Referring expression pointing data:

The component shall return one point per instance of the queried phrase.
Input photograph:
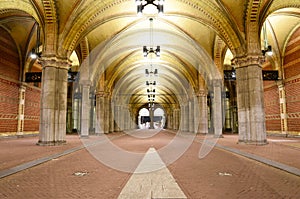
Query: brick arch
(9, 86)
(50, 11)
(219, 21)
(7, 6)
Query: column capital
(56, 62)
(103, 94)
(245, 61)
(201, 93)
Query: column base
(51, 143)
(251, 142)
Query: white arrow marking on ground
(156, 184)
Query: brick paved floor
(221, 174)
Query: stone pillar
(184, 118)
(191, 115)
(21, 110)
(283, 112)
(170, 121)
(85, 109)
(117, 114)
(151, 114)
(202, 116)
(250, 101)
(53, 101)
(175, 119)
(111, 117)
(217, 108)
(102, 113)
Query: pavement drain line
(275, 164)
(27, 165)
(33, 163)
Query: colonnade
(190, 115)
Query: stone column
(175, 119)
(111, 117)
(191, 117)
(117, 113)
(250, 101)
(85, 109)
(217, 108)
(202, 116)
(100, 110)
(21, 110)
(170, 121)
(53, 101)
(283, 112)
(184, 119)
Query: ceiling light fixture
(141, 4)
(35, 53)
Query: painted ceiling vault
(193, 36)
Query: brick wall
(271, 103)
(272, 108)
(32, 109)
(9, 87)
(9, 91)
(292, 83)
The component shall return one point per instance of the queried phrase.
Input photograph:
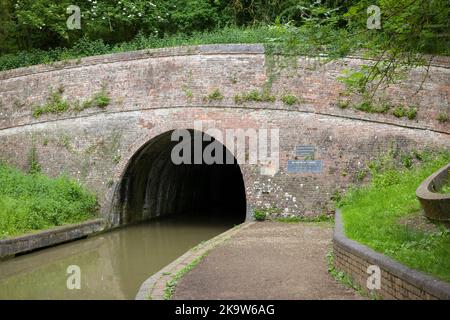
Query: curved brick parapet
(155, 91)
(397, 280)
(435, 205)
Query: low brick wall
(397, 280)
(51, 237)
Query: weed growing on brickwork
(215, 95)
(361, 174)
(33, 201)
(260, 215)
(56, 104)
(64, 141)
(255, 95)
(343, 104)
(442, 117)
(345, 279)
(399, 112)
(372, 213)
(188, 92)
(445, 188)
(289, 99)
(33, 161)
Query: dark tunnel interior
(153, 186)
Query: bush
(34, 201)
(373, 215)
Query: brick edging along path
(397, 280)
(153, 288)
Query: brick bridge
(122, 151)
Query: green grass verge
(276, 38)
(345, 279)
(445, 188)
(30, 202)
(313, 219)
(372, 215)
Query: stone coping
(135, 55)
(153, 288)
(436, 205)
(30, 242)
(427, 283)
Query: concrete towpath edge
(154, 287)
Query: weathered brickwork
(156, 91)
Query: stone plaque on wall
(305, 151)
(304, 166)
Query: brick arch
(148, 173)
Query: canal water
(113, 265)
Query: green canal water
(113, 265)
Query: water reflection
(113, 265)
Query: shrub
(255, 95)
(34, 201)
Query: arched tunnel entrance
(154, 186)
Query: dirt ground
(268, 260)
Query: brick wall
(155, 91)
(397, 281)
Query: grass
(56, 104)
(85, 48)
(314, 219)
(33, 201)
(445, 188)
(345, 279)
(372, 214)
(254, 95)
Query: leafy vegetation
(442, 117)
(215, 95)
(35, 31)
(260, 215)
(296, 219)
(445, 188)
(289, 99)
(255, 95)
(373, 214)
(33, 201)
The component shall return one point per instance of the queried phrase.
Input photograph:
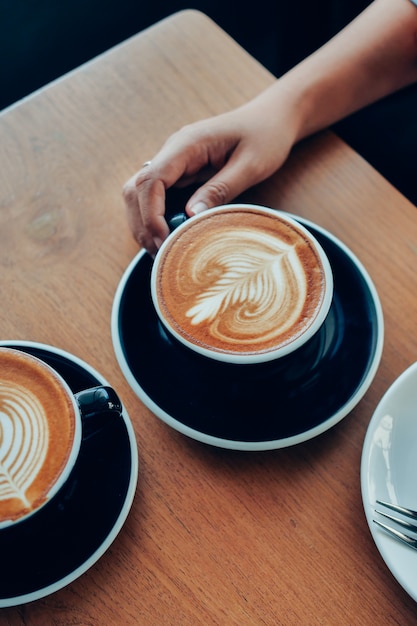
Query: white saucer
(69, 534)
(261, 407)
(389, 470)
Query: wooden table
(214, 536)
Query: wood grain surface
(214, 536)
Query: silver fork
(411, 541)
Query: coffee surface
(240, 281)
(37, 425)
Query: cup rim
(258, 357)
(76, 441)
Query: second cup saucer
(258, 407)
(69, 534)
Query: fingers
(147, 224)
(221, 153)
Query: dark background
(42, 39)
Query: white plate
(389, 470)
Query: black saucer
(253, 407)
(68, 535)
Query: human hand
(228, 154)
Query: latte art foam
(37, 431)
(239, 281)
(261, 282)
(24, 437)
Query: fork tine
(412, 543)
(401, 522)
(399, 509)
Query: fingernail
(198, 207)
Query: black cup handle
(98, 400)
(175, 201)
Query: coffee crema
(37, 429)
(240, 280)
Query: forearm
(372, 57)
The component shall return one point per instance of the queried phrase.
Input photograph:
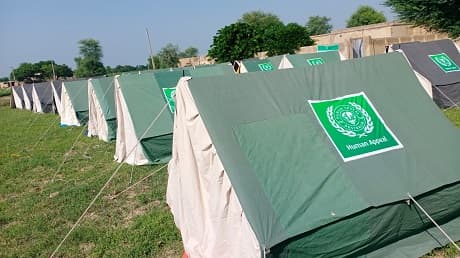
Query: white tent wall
(57, 98)
(127, 148)
(68, 114)
(17, 100)
(243, 68)
(36, 103)
(285, 64)
(204, 204)
(27, 101)
(97, 125)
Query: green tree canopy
(90, 48)
(442, 16)
(317, 25)
(261, 22)
(365, 15)
(124, 68)
(286, 39)
(260, 19)
(234, 42)
(189, 52)
(89, 62)
(168, 56)
(41, 70)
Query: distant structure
(195, 61)
(373, 39)
(355, 42)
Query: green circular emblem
(350, 120)
(444, 61)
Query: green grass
(36, 212)
(5, 92)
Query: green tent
(145, 107)
(306, 60)
(253, 65)
(102, 118)
(313, 162)
(142, 116)
(74, 103)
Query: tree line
(254, 32)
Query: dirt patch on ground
(85, 248)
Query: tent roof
(18, 91)
(44, 92)
(418, 55)
(78, 94)
(275, 60)
(57, 87)
(211, 70)
(105, 92)
(145, 100)
(300, 60)
(252, 65)
(28, 89)
(273, 149)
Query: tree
(365, 15)
(442, 16)
(317, 25)
(189, 52)
(286, 39)
(169, 56)
(89, 62)
(234, 42)
(261, 22)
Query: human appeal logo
(350, 120)
(444, 62)
(354, 126)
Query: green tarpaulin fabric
(257, 65)
(78, 94)
(292, 184)
(145, 102)
(105, 90)
(301, 60)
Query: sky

Exercise goal:
The records above are to be retyped exactly, with every picture left out.

Output below:
The component shall return one point per instance of the queried phrase.
Input photograph:
Query: brick arch
(9, 86)
(50, 11)
(219, 21)
(7, 6)
Query: column capital
(56, 62)
(103, 94)
(245, 61)
(201, 93)
Query: column base
(51, 143)
(251, 142)
Query: white arrow marking on ground
(156, 184)
Query: brick paved floor
(221, 174)
Query: stone pillar
(184, 118)
(191, 115)
(21, 110)
(283, 112)
(170, 121)
(85, 109)
(117, 114)
(151, 114)
(202, 116)
(250, 101)
(53, 101)
(175, 119)
(111, 117)
(217, 108)
(102, 113)
Query: pavement drain line
(275, 164)
(27, 165)
(33, 163)
Query: colonnade
(190, 115)
Query: stone column
(175, 119)
(111, 117)
(191, 117)
(117, 113)
(250, 101)
(85, 109)
(217, 108)
(202, 116)
(100, 110)
(21, 110)
(170, 121)
(53, 101)
(283, 112)
(184, 119)
Query: ceiling light fixture
(141, 4)
(35, 53)
Query: painted ceiling vault
(193, 36)
Query: brick wall
(271, 103)
(272, 108)
(32, 109)
(9, 87)
(9, 91)
(292, 83)
The component shall return one point per instance of the queried phrase.
Input photograph:
Query: curved brick parapet
(155, 91)
(397, 280)
(435, 205)
Query: low brick wall
(397, 280)
(51, 237)
Query: weed growing on brickwork
(215, 95)
(361, 174)
(33, 201)
(260, 215)
(56, 104)
(64, 141)
(255, 95)
(343, 104)
(442, 117)
(345, 279)
(399, 112)
(372, 213)
(188, 92)
(445, 188)
(289, 99)
(33, 161)
Query: dark tunnel interior
(153, 186)
Query: bush
(34, 201)
(373, 215)
Query: brick edging along path
(397, 280)
(153, 288)
Query: brick bridge
(122, 151)
Query: green grass verge
(276, 38)
(345, 279)
(445, 188)
(30, 202)
(313, 219)
(372, 215)
Query: stone coping
(135, 55)
(153, 288)
(436, 205)
(30, 242)
(427, 283)
Query: concrete towpath edge
(154, 287)
Query: weathered brickwork
(156, 91)
Query: stone plaque on wall
(305, 151)
(304, 166)
Query: brick arch
(148, 173)
Query: canal water
(113, 265)
Query: green canal water
(113, 265)
Query: water reflection
(113, 265)
Query: shrub
(255, 95)
(34, 201)
Query: arched tunnel entrance
(154, 186)
Query: dirt ground
(268, 260)
Query: brick wall
(155, 91)
(397, 281)
Query: grass
(56, 104)
(85, 48)
(314, 219)
(33, 201)
(445, 188)
(345, 279)
(372, 214)
(254, 95)
Query: leafy vegetation
(442, 117)
(215, 95)
(35, 31)
(260, 215)
(296, 219)
(445, 188)
(289, 99)
(255, 95)
(373, 214)
(33, 201)
The component shall return one point per instance of the queried phrase.
Input photograph:
Query: white saucer
(69, 534)
(261, 407)
(389, 470)
Query: wooden table
(214, 536)
Query: wood grain surface
(214, 536)
Query: silver fork
(411, 541)
Query: coffee surface
(240, 281)
(37, 425)
Query: cup rim
(258, 357)
(76, 441)
Query: second cup saucer
(258, 407)
(69, 534)
Query: fingers
(147, 224)
(221, 153)
Query: dark background
(42, 39)
Query: white plate
(389, 470)
Query: black saucer
(253, 407)
(68, 535)
Query: human hand
(228, 154)
Query: latte art foam
(37, 431)
(239, 281)
(261, 282)
(24, 437)
Query: fork tine
(412, 543)
(401, 522)
(399, 509)
Query: fingernail
(198, 207)
Query: black cup handle
(98, 400)
(175, 201)
Query: coffee crema
(37, 429)
(240, 280)
Query: forearm
(372, 57)
The component shall return one point per instance of the queried phrase.
Input photograph:
Query: white tent wall
(57, 98)
(127, 148)
(68, 114)
(17, 100)
(243, 68)
(36, 103)
(285, 64)
(204, 204)
(27, 101)
(97, 125)
Query: green tree canopy
(90, 48)
(442, 16)
(317, 25)
(261, 22)
(365, 15)
(124, 68)
(286, 39)
(260, 19)
(234, 42)
(189, 52)
(89, 62)
(168, 56)
(41, 70)
Query: distant structure
(195, 61)
(373, 39)
(355, 42)
Query: green circular emblem
(350, 120)
(444, 61)
Query: green grass
(36, 212)
(5, 92)
Query: green tent
(145, 107)
(306, 60)
(253, 65)
(102, 118)
(313, 162)
(142, 116)
(74, 103)
Query: tree line
(254, 32)
Query: dirt patch on ground
(85, 248)
Query: tent roof
(18, 91)
(44, 92)
(418, 55)
(78, 94)
(275, 60)
(57, 87)
(211, 70)
(105, 92)
(145, 100)
(300, 60)
(252, 65)
(28, 89)
(273, 149)
Query: tree
(365, 15)
(442, 16)
(317, 25)
(189, 52)
(286, 39)
(169, 56)
(89, 62)
(234, 42)
(261, 22)
Query: human appeal logo
(350, 120)
(444, 62)
(354, 126)
Query: green tarpaulin fabric
(257, 65)
(78, 94)
(292, 184)
(145, 102)
(105, 90)
(301, 60)
Query: sky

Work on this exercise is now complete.